### Listed entries ###
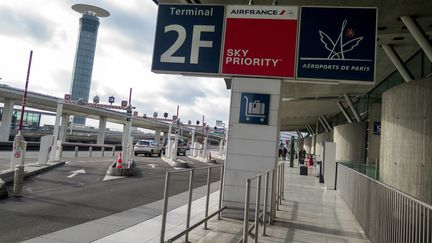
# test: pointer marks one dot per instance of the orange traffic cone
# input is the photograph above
(119, 161)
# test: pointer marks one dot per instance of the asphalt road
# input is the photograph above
(63, 197)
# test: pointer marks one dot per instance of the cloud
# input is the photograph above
(25, 24)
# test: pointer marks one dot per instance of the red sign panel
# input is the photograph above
(260, 41)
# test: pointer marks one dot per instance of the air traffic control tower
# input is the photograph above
(85, 51)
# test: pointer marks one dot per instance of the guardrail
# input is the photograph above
(261, 217)
(385, 213)
(188, 227)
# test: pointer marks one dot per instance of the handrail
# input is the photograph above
(385, 213)
(279, 170)
(189, 228)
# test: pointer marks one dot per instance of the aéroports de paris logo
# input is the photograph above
(337, 47)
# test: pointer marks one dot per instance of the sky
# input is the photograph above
(122, 59)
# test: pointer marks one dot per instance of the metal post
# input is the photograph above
(165, 207)
(395, 59)
(76, 151)
(189, 204)
(56, 130)
(353, 109)
(246, 213)
(418, 35)
(265, 204)
(220, 191)
(272, 198)
(342, 108)
(18, 180)
(207, 195)
(257, 208)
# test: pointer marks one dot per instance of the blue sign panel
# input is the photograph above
(254, 108)
(188, 38)
(337, 44)
(377, 128)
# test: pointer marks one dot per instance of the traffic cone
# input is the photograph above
(119, 161)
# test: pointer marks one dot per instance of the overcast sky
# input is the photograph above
(122, 60)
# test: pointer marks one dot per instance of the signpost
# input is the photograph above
(337, 44)
(188, 38)
(260, 41)
(254, 108)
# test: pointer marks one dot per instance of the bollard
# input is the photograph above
(18, 180)
(76, 151)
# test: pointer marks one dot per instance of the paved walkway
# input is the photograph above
(309, 213)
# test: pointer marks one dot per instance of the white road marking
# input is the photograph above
(76, 172)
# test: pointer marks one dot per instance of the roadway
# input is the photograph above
(63, 197)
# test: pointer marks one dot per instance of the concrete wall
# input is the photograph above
(322, 137)
(350, 142)
(406, 138)
(374, 140)
(307, 144)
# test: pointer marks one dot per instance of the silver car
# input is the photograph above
(147, 147)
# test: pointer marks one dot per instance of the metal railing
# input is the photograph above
(188, 227)
(277, 175)
(385, 213)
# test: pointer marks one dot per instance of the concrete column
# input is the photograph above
(63, 127)
(56, 131)
(320, 138)
(406, 139)
(249, 153)
(102, 130)
(157, 136)
(350, 142)
(6, 120)
(373, 152)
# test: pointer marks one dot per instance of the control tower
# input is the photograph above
(85, 51)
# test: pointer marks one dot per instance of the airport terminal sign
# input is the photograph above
(188, 38)
(260, 41)
(254, 108)
(337, 44)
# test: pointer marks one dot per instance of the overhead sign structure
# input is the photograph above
(254, 108)
(260, 41)
(337, 44)
(188, 38)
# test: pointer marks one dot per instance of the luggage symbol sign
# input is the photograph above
(254, 108)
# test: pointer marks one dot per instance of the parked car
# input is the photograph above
(147, 147)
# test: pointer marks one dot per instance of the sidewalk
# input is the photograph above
(309, 213)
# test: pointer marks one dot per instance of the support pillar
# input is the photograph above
(102, 130)
(157, 136)
(6, 120)
(56, 131)
(250, 153)
(395, 59)
(63, 127)
(353, 109)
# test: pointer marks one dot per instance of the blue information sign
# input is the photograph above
(188, 38)
(377, 128)
(337, 44)
(254, 108)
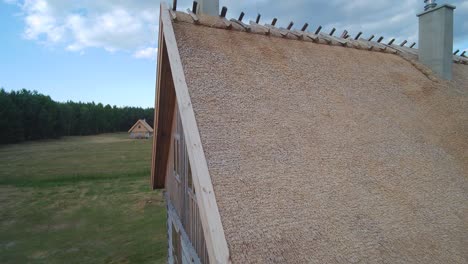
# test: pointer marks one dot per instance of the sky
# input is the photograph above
(105, 50)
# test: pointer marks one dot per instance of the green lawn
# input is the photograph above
(80, 200)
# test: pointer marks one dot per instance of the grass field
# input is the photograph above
(80, 200)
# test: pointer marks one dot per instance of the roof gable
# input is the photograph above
(142, 123)
(321, 153)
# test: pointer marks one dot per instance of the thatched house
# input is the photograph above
(140, 130)
(285, 146)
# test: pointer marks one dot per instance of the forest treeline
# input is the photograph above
(29, 115)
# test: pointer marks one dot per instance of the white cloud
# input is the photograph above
(77, 25)
(131, 25)
(146, 53)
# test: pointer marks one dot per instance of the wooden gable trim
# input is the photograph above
(163, 115)
(209, 214)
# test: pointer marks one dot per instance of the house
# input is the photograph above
(141, 129)
(277, 145)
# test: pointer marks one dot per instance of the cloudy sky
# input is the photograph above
(104, 50)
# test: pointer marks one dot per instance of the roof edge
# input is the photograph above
(209, 213)
(288, 33)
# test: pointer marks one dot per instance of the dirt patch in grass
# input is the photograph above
(60, 206)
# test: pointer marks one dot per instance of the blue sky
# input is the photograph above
(104, 51)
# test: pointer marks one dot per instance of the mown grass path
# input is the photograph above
(80, 200)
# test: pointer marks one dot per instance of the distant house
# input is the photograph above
(141, 129)
(276, 145)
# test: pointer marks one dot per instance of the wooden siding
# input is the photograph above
(164, 112)
(180, 190)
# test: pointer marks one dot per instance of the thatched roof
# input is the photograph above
(328, 154)
(143, 123)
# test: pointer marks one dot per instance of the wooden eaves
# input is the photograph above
(171, 87)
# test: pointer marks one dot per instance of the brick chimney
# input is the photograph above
(436, 38)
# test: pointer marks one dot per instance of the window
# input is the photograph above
(189, 176)
(176, 159)
(176, 246)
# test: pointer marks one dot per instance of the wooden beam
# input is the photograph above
(173, 14)
(241, 16)
(223, 11)
(318, 30)
(194, 7)
(195, 18)
(244, 26)
(216, 244)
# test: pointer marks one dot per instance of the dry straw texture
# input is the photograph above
(325, 154)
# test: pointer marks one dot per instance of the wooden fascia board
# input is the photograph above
(157, 109)
(216, 244)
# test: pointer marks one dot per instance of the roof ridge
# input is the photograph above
(318, 37)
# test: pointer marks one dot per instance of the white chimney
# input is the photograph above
(436, 38)
(208, 7)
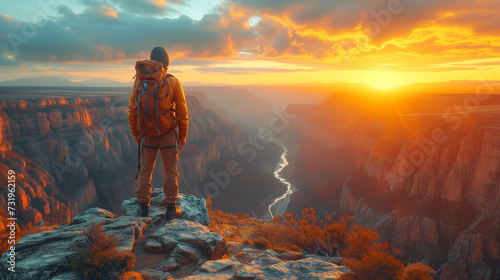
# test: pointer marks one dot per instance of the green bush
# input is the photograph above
(98, 258)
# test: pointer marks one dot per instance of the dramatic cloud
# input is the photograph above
(323, 34)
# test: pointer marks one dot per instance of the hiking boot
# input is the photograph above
(143, 210)
(173, 211)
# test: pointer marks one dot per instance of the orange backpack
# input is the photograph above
(155, 112)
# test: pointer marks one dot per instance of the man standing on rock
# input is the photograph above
(157, 107)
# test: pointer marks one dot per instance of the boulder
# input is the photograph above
(268, 266)
(42, 255)
(193, 208)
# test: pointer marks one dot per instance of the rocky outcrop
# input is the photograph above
(182, 248)
(178, 243)
(422, 170)
(269, 265)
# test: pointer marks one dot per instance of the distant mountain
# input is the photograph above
(40, 81)
(61, 82)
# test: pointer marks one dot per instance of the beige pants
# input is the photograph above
(169, 156)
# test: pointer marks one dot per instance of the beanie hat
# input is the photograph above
(160, 54)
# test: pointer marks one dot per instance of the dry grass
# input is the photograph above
(99, 257)
(358, 246)
(374, 265)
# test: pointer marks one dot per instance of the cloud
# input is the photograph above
(148, 7)
(325, 34)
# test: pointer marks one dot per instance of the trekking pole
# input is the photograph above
(138, 160)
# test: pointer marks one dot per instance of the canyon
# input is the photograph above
(72, 149)
(423, 170)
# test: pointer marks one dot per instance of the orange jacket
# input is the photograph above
(178, 99)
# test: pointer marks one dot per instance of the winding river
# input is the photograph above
(279, 205)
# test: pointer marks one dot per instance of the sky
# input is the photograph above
(383, 43)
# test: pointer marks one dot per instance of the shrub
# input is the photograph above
(418, 271)
(359, 242)
(374, 265)
(325, 237)
(99, 257)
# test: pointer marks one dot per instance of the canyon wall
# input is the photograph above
(422, 170)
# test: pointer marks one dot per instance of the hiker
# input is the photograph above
(153, 122)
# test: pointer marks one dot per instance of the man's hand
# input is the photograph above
(181, 143)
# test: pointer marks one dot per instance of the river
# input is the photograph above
(279, 205)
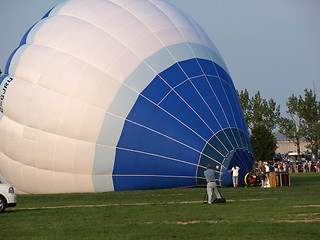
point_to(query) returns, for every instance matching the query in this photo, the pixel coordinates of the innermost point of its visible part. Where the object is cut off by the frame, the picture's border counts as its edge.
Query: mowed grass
(250, 213)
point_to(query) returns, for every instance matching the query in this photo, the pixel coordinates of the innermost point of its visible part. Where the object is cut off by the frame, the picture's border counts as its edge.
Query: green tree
(259, 111)
(293, 127)
(263, 142)
(261, 116)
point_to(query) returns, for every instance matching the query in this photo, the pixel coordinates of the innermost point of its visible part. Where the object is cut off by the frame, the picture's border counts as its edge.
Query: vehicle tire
(3, 204)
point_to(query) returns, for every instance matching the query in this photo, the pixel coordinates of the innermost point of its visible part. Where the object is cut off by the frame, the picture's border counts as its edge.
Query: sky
(271, 46)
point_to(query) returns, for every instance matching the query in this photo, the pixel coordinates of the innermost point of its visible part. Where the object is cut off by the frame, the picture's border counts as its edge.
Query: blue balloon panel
(186, 118)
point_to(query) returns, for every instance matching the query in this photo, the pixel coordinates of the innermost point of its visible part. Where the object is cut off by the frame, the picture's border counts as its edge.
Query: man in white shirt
(212, 186)
(235, 174)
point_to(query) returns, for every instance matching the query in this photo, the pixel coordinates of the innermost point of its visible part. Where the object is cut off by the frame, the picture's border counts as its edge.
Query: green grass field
(250, 213)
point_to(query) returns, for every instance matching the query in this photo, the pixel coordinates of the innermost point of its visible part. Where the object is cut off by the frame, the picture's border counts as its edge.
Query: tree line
(263, 117)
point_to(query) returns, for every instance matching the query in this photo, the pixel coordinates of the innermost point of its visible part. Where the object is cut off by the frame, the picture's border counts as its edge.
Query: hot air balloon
(109, 95)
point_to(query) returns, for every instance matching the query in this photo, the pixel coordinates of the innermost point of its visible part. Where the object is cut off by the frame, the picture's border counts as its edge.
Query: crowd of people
(296, 166)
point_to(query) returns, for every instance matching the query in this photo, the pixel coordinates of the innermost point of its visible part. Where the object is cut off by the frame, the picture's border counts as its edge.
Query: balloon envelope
(105, 95)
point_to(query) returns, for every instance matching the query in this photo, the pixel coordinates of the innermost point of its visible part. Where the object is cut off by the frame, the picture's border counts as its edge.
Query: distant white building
(285, 146)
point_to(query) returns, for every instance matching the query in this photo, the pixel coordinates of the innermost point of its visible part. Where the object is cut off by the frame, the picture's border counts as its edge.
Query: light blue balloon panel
(130, 95)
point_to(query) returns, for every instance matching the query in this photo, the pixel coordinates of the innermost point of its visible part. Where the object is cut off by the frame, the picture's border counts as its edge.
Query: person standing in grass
(235, 174)
(212, 186)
###
Exercise description
Whenever a line in the records contains the word "traffic", copy that line.

Reply to the exercise
# test: pointer marks one dot per instance of the orange traffic cone
# test: pointer marks one dot per instance of the air traffic control tower
# test: pointer marks one dot per instance of the traffic cone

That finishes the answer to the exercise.